TEKS YANG DISEDIAKAN:
──────────

Clock Magic Wand Quran Compass Menu
Image Kala Kirana Jannadra

Hukuman Mati Bagi Pelaku Kekerasan Seksual, Tidak akan Selalu Memuaskan Korban

Politik | Friday, 16 Jun 2023, 23:35 WIB

Kasus kekerasan seksual tentu bukan sebuah topik yang mudah untuk dituliskan. Mengingat topik ini sangat sensitif dan perlu konsiderasi yang matang dalam penulisan kata tiap kata. Namun, saya berdiri atas stance bahwa penegakkan hukum atas kekerasan seksual harus ditegakkan bukan hanya atas dasar orientasi penegakkan hukum, tetapi juga atas dasar penanganan kerugian dan trauma yang dirasakan korban.

Apakah Anda pernah mendengar tentang kasus Herry Wirawan? Ia adalah seorang pimpinan pesantren dari Bandung yang dijatuhi hukuman mati setelah melakukan tindakan kekerasan seksual terhadap 13 santrinya. Mungkin kita, sebagai konsumen berita, merasa lega karena akhirnya pelaku kejahatan tersebut dihukum mati. Namun, bagaimana dengan para korban? Apakah mereka akan merasa puas? Faktanya, meskipun pelaku dihukum mati, hal itu tidak mengubah kenyataan bahwa mereka telah menjadi korban tindakan kekerasan seksual oleh seorang pimpinan pesantren. Tentu saja, hukuman mati tidak akan menghilangkan rasa sakit, trauma, dan ketakutan yang timbul akibat perbuatan yang telah terjadi.

──────────

DATA TERCATAT:
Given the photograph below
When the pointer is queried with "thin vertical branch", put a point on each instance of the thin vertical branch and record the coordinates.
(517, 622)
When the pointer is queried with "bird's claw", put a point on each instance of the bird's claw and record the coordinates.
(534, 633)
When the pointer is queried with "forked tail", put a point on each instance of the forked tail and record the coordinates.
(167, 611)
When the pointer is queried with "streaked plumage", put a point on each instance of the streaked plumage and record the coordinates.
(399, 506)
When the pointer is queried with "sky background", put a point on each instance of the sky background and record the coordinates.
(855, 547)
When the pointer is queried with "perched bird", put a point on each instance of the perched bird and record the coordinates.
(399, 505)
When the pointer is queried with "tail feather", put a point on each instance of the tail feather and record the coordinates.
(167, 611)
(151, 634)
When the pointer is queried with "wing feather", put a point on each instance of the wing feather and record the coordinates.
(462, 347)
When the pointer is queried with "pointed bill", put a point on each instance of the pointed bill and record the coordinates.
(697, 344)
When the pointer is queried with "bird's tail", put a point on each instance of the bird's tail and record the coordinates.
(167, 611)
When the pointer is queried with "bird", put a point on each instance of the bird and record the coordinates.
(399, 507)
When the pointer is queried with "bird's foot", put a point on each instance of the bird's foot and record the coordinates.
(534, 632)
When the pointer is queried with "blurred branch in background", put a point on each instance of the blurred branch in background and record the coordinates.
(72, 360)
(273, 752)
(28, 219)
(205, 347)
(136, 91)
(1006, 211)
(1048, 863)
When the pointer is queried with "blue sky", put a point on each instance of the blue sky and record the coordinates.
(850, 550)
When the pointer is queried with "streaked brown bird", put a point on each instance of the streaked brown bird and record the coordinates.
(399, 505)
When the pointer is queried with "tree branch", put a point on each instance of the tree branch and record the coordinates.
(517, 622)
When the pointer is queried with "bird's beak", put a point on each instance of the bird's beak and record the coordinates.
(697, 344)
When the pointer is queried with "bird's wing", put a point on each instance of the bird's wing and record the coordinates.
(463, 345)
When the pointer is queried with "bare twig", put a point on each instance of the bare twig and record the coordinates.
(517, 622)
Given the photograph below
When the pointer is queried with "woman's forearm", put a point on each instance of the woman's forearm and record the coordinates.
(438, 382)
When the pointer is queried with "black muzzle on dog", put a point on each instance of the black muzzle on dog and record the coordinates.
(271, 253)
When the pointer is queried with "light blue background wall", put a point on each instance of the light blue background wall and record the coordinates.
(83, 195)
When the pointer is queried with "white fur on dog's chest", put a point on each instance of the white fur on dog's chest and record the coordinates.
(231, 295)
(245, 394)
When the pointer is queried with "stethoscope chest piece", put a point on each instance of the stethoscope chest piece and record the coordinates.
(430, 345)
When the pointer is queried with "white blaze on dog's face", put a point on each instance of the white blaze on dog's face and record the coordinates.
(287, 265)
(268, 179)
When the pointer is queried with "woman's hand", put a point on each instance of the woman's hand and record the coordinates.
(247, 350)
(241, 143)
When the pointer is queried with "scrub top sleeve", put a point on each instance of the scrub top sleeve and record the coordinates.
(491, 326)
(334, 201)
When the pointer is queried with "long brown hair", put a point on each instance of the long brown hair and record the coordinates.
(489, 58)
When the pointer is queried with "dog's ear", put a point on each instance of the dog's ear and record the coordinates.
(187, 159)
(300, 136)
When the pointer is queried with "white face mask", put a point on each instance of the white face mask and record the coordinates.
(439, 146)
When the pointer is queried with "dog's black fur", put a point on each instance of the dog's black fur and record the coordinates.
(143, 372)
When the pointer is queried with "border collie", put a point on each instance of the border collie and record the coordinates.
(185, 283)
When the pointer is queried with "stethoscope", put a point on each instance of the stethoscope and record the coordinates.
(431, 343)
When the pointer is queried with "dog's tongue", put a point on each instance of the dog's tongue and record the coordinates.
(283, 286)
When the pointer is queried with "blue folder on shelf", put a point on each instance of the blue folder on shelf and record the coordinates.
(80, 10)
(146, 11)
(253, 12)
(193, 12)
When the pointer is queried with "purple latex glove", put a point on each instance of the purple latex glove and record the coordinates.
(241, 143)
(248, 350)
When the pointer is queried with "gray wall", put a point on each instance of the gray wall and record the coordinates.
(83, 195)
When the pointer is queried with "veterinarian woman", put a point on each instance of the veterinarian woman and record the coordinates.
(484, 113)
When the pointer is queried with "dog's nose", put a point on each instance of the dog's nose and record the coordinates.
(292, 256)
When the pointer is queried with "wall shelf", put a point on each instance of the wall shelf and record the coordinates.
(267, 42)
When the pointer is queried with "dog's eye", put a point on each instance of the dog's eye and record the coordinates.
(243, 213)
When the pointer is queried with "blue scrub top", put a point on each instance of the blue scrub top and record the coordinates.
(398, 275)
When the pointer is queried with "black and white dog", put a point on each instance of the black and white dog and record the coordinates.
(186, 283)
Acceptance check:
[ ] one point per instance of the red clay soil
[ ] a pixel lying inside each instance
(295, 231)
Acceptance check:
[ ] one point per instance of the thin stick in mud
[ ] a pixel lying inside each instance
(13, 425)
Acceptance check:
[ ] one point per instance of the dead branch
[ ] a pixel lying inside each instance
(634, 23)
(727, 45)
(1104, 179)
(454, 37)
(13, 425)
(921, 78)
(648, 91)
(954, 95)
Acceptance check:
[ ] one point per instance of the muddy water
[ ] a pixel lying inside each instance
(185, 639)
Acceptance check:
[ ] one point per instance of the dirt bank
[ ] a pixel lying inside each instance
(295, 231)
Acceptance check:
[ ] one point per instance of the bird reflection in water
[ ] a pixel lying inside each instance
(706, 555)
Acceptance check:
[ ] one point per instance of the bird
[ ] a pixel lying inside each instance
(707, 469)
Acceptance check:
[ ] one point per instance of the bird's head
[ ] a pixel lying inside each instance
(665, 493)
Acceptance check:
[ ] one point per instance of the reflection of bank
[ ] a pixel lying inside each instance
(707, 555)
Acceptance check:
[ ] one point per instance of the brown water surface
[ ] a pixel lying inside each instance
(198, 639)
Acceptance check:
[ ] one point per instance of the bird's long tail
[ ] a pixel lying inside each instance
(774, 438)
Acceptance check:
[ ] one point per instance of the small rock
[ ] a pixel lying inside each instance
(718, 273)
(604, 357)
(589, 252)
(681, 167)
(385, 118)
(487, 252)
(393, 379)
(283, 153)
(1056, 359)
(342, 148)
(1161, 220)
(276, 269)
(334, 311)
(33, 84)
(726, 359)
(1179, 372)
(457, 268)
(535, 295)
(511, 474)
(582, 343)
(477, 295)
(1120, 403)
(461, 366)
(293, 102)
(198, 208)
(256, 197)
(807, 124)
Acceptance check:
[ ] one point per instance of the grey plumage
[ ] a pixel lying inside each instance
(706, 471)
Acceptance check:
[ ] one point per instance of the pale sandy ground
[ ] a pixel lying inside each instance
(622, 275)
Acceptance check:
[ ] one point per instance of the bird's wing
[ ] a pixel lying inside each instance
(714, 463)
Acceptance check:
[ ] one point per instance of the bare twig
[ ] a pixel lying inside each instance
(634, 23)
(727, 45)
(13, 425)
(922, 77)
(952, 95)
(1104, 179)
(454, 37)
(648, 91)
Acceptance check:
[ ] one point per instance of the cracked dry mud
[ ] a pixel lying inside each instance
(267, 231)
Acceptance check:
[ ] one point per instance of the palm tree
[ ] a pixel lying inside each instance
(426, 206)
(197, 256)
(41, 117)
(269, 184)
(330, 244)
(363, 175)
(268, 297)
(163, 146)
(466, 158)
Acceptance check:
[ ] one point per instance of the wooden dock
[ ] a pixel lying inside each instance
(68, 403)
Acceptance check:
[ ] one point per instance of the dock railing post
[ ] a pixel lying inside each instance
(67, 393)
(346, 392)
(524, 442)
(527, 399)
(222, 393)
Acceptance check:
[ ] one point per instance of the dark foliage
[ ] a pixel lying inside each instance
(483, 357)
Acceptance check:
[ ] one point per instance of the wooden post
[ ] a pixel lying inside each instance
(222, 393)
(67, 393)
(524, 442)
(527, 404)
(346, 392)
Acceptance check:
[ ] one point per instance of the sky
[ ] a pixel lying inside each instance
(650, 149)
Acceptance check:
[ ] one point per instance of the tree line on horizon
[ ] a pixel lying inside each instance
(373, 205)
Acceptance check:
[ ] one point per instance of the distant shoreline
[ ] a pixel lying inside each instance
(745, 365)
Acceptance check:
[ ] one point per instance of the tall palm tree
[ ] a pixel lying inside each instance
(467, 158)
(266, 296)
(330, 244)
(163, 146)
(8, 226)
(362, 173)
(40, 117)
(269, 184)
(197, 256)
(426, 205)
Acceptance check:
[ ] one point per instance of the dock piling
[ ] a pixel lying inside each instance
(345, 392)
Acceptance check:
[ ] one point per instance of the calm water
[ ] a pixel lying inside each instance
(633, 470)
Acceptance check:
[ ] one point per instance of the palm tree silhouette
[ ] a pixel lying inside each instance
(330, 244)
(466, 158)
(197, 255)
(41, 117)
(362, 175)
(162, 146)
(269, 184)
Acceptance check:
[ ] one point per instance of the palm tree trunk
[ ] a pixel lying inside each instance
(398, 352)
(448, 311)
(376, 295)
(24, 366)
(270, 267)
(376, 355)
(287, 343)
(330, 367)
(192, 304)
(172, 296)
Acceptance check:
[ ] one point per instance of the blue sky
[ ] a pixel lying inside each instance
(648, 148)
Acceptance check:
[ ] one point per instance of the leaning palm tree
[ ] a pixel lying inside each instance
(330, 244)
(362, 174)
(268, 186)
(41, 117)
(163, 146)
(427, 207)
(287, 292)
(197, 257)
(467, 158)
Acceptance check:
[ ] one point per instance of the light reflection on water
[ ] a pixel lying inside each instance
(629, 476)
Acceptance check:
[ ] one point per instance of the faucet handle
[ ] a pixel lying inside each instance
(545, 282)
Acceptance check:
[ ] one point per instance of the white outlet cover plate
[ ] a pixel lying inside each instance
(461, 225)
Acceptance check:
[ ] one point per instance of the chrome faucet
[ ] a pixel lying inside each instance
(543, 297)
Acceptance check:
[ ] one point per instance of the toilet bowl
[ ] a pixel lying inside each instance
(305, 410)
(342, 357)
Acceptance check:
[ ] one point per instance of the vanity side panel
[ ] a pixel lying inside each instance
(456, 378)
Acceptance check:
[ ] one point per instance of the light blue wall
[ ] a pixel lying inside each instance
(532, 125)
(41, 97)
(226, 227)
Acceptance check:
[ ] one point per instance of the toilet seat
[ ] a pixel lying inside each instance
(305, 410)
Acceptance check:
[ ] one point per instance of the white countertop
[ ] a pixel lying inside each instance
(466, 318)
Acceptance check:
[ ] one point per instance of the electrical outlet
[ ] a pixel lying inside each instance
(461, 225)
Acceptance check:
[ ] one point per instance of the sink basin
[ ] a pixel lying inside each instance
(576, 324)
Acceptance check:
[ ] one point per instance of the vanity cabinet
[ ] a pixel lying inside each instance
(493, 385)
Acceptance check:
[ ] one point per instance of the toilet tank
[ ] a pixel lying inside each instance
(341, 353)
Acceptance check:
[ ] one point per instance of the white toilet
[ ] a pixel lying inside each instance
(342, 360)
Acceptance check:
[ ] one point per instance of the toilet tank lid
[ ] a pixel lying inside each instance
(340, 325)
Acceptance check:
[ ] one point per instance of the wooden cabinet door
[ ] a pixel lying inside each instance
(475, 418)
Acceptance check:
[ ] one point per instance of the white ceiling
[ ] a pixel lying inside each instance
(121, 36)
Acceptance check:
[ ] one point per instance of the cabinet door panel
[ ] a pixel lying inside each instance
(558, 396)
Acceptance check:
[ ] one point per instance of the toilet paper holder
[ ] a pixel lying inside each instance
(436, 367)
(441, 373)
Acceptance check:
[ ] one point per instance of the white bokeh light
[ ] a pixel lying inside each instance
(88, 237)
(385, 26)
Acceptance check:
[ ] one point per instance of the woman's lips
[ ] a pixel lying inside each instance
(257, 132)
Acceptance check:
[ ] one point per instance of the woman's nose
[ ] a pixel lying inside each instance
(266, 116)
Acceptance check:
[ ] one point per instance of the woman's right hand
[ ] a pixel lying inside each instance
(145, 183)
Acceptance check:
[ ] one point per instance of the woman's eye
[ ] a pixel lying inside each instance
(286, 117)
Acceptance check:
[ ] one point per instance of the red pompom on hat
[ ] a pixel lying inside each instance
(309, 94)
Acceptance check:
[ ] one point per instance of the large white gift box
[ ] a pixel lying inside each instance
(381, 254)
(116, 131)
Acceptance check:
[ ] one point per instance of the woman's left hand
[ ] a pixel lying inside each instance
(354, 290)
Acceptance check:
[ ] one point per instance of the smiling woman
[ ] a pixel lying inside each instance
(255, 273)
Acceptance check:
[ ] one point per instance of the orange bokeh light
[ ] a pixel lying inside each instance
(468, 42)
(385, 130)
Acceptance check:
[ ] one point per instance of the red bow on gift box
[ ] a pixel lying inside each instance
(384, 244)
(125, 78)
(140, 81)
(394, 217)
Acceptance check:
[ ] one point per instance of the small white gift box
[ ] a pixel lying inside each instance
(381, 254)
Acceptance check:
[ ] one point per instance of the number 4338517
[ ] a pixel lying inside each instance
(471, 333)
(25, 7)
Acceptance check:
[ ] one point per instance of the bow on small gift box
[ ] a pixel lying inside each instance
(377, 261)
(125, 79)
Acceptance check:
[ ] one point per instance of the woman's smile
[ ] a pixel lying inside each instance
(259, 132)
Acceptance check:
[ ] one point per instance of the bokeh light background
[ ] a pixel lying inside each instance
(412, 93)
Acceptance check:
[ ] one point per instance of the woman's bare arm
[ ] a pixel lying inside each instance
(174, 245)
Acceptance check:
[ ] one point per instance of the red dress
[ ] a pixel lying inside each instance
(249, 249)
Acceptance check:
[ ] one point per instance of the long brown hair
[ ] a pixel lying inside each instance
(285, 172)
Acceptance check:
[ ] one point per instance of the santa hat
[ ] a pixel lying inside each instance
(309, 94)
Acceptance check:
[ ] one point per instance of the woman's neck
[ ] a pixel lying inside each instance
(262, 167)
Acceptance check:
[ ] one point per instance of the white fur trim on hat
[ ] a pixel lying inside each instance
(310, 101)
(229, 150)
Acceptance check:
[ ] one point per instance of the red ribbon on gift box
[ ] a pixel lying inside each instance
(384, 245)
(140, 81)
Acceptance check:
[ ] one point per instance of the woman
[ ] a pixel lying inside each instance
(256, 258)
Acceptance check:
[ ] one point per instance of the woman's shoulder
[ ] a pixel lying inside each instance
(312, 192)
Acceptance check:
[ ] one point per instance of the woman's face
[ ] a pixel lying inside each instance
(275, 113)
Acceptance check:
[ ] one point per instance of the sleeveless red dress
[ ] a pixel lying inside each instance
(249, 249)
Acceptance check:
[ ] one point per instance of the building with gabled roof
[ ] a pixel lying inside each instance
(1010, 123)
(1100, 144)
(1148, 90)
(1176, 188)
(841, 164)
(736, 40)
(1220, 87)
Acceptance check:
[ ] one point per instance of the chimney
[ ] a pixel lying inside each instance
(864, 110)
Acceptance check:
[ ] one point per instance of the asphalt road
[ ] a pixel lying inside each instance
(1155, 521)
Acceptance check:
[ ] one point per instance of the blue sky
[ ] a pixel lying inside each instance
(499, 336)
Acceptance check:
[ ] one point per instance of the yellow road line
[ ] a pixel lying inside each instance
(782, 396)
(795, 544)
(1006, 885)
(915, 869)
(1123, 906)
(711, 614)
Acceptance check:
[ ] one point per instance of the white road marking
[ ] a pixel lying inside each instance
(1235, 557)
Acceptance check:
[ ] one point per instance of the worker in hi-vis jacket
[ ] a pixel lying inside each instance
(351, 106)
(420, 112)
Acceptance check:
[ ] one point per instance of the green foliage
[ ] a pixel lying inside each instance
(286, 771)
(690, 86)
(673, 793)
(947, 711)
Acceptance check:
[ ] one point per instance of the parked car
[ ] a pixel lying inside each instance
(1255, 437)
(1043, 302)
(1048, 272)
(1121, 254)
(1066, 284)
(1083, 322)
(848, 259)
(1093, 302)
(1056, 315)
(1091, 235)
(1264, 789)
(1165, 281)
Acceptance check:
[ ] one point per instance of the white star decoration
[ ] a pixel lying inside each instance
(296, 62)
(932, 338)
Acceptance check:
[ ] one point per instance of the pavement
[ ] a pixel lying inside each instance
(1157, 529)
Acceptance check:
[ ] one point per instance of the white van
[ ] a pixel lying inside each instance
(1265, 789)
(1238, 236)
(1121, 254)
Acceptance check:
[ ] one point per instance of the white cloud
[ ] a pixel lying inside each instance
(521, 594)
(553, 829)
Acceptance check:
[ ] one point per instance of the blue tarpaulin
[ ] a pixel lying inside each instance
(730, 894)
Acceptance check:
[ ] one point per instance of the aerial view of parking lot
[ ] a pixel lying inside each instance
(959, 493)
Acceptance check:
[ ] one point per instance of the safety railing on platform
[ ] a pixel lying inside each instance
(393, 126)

──────────

TUGAS YANG DIBERIKAN:
[1] Menurut tulisan tentang hukuman mati, terhadap berapa santri Herry Wirawan melakukan tindakan kekerasan seksual?
[2] Tuliskan lanjutan tulisan tentang hukuman mati, dimulai setelah kalimat terakhir yang ditampilkan.
Entri tersebut merupakan bahan terpisah dari tulisan tentang hukuman mati.

JAWABAN YANG DIHARAPKAN:
[1] Terhadap 13 santrinya.

[2]
Photo by Anete Lusina from Pexels: https://www.pexels.com/photo/woman-with-cross-symbol-on-mouth-unable-to-speak-5723267/

Keji sangatlah keji, kekerasan seksual sangatlah keji. Saya rasa mereka (pelaku) harus dihukum dengan berat karena menciptakan rasa trauma bagi yang dilecehkan. Apalagi kerugian yang dirasakan korban sangatlah berat mulai dari rasa takut, terpuruk, dan lain sebagainya. Akan sulit bagi korban yang tidak bersalah untuk bisa kembali ke kehidupan mereka dengan normal. Namun, Muncul pertanyaan di benak saya. Apakah korban menginginkan pelaku yang sudah merusak hidup mereka untuk hidupnya juga rusak? atau mereka menginginkan untuk para pelaku dihukum mati?

Saya rasa hukuman mati diciptakan sebagai bentuk punishment atas tindak kriminal yang sudah terjadi, orientasi keberhasilan berada pada pelaku. Berarti standarnya berada pada apakah pelaku sudah dihukum dengan sesuai atau belum. Namun, saya rasa jika berbicara terkait dengan kekerasan seksual, seberat apapun hukuman yang telah dibebani kepada sang pelaku, tetap ada fakta bahwa para korban masih trauma dan bahkan belum bisa melupakan hal traumatis itu. Saya rasa hukum harusnya berorientasi bukan hanya kepada penghukuman pelaku, tetapi juga kepada restorasi dan victim closure. Menangani trauma dan kerugian yang dialami sang korban juga adalah hal yang harus diperjuangkan dalam hukum.

Jika memang hukum belum maksimal dalam menangani kerusakan atau kerugian yang dirasakan korban. Pada akhirnya hukum harus ditegakkan sangat ketat sehingga tercapai fungsi preventif dan mencegah. Intinya jika memang tidak mampu menangani artinya jangan sampai hal itu terjadi (mencegah hal itu terjadi).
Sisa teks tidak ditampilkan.